Reproduce the lines below, swapping each occurrence of "bounding box" for "enclosing rectangle" and leaving everything else untouched.

**Extracted entries**.
start
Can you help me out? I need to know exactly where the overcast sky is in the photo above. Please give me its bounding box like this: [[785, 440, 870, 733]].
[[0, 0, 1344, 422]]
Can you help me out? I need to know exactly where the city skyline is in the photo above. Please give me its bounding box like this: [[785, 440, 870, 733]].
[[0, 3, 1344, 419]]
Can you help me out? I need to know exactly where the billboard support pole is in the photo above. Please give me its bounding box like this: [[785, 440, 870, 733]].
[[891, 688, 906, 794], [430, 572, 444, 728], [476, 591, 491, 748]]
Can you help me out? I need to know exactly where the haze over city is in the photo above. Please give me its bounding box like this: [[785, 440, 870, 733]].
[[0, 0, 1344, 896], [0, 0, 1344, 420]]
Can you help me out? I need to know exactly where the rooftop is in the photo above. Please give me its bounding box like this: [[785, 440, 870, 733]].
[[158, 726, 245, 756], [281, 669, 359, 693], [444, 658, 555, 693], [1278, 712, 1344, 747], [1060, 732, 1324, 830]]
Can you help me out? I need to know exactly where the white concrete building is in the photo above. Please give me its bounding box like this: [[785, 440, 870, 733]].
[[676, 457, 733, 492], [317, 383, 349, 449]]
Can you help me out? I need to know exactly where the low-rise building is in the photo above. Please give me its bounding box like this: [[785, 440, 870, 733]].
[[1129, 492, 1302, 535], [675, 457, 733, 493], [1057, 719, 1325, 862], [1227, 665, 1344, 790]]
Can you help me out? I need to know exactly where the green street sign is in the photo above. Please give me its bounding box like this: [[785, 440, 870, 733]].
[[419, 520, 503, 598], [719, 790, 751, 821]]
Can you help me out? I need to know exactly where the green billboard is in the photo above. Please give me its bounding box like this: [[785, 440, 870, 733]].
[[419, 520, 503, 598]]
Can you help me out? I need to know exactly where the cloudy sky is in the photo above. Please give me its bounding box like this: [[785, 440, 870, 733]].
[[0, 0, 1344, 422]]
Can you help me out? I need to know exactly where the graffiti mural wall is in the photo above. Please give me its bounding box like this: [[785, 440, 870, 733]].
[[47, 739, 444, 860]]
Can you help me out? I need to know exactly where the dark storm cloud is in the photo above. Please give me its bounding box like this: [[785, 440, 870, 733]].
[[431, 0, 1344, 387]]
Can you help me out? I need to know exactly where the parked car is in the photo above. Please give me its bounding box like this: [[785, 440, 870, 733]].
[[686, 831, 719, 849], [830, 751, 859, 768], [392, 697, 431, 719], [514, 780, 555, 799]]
end
**Correct response**.
Can you help me out? I need to know exactly where the overcast sky is in the photo above. Please give me its enclosing rectangle like this: [[785, 440, 870, 733]].
[[0, 0, 1344, 422]]
Can you help me out? I need to know exactly where the city skyline is in the photo above. Please give me its enclosing rectangle like this: [[785, 440, 870, 733]].
[[0, 3, 1344, 419]]
Can you help me out? I need to know exactly where the billboard support pole is in the photo above. Please give me its enclosing rectangle like this: [[785, 440, 870, 733]].
[[891, 688, 906, 794], [430, 572, 444, 728], [476, 591, 491, 748]]
Can you help me out? I need to know exactly where the haze over city is in the photo above. Please give me its enclosing rectangle like this: [[785, 440, 870, 733]].
[[0, 0, 1344, 896], [0, 0, 1344, 420]]
Can you help me out? I need to know exactly where the rooftop is in the photo above. Please give me its enclosing rectangle like this: [[785, 440, 870, 733]].
[[158, 726, 245, 756], [281, 669, 359, 693], [444, 658, 555, 693], [1278, 712, 1344, 747], [1060, 732, 1324, 830]]
Can you help me out? I need to know exactly where the white concrete building is in the photo above. Please give me its enclosing rectangle like this: [[785, 440, 870, 733]].
[[676, 457, 733, 492], [317, 383, 349, 449]]
Can you help me out? I need to know exactly where the low-rise building is in the photo above. Please give me its enclosing rectangle like this: [[785, 440, 870, 733]].
[[1129, 492, 1302, 535], [675, 457, 733, 493], [1057, 719, 1325, 862], [1227, 665, 1344, 790]]
Can you help me out? I need to know exactly where the green street sign is in the photo above. Please give me its enclosing rectangle like this: [[785, 440, 870, 733]].
[[419, 520, 503, 598], [719, 790, 751, 821]]
Can you help me out? I need to know exactly where the green billboard is in the photo above. Please give me its enclosing rectangle like this: [[785, 440, 870, 733]].
[[419, 520, 503, 598]]
Can you help me out? I need to know exactly where the cloudy sky is in the photo above. Please give me its enclosing rectangle like this: [[785, 440, 870, 733]].
[[0, 0, 1344, 422]]
Can you help me out? I need to know exactly where the graffiti mural wall is in the photo above. Please give me its enclosing rectangle like this: [[785, 440, 870, 733]].
[[47, 739, 444, 860]]
Can you help me out? I need to know exactly where the dark storm cloud is in the photo above. Please give me its enclosing rectangle like this: [[785, 440, 870, 733]].
[[431, 0, 1344, 387]]
Can you help me out? I need to know exactly where the parked car is in the photo above. Please give me its enclosing rectangle like this: [[785, 440, 870, 733]].
[[686, 831, 719, 849], [830, 751, 859, 768], [392, 697, 431, 719], [514, 780, 555, 799]]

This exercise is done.